> EXERCISE BRIEF
Across the data below, how many lines have the word "negative" in them? Give the number and nothing else.

> DATA RECORDS
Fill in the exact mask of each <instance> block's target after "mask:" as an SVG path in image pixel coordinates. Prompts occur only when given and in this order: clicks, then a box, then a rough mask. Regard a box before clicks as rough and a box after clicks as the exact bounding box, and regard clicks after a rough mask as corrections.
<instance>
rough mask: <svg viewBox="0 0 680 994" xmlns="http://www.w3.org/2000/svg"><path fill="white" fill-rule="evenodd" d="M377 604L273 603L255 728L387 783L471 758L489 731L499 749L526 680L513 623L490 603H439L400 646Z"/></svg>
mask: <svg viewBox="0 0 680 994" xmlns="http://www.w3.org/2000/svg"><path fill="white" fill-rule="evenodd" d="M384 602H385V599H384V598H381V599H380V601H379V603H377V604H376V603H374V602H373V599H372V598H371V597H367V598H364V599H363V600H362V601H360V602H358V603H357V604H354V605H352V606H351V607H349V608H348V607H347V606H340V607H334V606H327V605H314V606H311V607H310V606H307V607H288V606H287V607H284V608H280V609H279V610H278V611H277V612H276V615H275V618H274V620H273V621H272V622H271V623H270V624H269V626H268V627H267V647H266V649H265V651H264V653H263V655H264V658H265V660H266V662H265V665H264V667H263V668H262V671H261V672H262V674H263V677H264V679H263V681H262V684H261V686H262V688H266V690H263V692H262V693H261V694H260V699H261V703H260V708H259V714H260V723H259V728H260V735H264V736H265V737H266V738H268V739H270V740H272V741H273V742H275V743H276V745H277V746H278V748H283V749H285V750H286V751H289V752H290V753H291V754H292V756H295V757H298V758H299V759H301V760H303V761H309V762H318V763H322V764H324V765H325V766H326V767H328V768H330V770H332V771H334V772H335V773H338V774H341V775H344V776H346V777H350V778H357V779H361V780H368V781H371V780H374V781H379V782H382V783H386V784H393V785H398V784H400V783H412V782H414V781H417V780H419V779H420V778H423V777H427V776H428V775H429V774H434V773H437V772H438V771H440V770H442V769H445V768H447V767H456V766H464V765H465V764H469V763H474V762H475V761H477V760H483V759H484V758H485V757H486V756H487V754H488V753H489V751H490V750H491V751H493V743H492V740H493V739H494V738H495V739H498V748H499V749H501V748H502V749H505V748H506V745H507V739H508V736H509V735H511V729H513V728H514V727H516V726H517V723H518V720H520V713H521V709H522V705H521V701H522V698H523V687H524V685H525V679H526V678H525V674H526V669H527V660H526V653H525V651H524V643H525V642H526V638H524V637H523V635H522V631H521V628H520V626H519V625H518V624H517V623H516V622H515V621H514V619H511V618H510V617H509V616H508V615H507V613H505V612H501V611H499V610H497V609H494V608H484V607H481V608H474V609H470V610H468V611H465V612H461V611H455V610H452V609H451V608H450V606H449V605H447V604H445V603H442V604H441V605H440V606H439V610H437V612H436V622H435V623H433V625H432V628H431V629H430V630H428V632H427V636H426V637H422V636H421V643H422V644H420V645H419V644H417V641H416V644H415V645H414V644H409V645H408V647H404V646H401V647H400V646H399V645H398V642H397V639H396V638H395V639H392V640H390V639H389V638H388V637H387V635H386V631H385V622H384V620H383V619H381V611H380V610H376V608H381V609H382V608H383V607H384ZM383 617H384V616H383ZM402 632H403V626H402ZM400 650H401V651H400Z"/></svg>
---
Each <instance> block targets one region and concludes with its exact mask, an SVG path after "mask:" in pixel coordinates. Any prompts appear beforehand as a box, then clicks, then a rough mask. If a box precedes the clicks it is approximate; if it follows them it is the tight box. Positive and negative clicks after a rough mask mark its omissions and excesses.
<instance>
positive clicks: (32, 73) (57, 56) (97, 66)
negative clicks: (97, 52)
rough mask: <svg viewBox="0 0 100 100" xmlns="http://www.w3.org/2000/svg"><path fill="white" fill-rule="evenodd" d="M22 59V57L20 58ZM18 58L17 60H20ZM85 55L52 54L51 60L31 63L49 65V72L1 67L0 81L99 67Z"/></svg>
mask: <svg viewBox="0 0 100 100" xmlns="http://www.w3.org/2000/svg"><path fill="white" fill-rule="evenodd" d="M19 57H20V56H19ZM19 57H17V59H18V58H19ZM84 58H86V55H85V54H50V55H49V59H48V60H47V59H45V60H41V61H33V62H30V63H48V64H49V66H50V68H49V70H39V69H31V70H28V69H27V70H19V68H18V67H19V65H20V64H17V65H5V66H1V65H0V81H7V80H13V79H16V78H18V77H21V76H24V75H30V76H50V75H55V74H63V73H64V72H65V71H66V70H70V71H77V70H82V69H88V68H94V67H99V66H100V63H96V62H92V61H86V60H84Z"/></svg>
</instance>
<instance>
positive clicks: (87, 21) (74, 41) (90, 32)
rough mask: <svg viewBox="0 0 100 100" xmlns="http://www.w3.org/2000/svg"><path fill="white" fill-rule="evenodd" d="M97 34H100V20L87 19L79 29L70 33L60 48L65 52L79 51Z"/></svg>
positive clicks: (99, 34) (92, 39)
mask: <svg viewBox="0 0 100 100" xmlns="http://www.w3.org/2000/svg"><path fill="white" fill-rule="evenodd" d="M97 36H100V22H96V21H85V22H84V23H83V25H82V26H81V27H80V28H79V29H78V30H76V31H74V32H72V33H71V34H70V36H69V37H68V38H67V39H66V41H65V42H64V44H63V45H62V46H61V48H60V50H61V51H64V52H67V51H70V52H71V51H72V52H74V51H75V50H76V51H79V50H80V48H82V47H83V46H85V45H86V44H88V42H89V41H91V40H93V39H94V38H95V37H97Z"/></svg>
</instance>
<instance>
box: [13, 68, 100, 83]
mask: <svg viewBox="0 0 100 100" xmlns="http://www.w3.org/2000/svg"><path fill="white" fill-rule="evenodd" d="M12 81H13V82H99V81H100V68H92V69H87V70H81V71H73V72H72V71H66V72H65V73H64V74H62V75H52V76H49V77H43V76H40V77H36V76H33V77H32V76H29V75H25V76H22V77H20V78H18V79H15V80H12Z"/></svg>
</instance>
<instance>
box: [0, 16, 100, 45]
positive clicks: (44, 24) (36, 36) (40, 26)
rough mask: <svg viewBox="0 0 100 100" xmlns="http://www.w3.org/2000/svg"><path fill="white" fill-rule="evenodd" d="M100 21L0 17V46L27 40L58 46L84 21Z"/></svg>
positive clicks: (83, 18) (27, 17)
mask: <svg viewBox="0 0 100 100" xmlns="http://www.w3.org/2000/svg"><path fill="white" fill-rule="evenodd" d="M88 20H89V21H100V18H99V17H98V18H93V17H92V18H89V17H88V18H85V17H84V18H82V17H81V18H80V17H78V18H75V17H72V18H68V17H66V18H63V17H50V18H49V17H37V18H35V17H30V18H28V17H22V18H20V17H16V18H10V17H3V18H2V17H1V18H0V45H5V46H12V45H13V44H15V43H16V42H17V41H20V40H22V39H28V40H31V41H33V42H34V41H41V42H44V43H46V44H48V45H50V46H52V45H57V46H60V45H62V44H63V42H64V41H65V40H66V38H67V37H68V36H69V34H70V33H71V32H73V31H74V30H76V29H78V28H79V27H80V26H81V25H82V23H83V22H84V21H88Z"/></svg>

> EXERCISE OUTPUT
2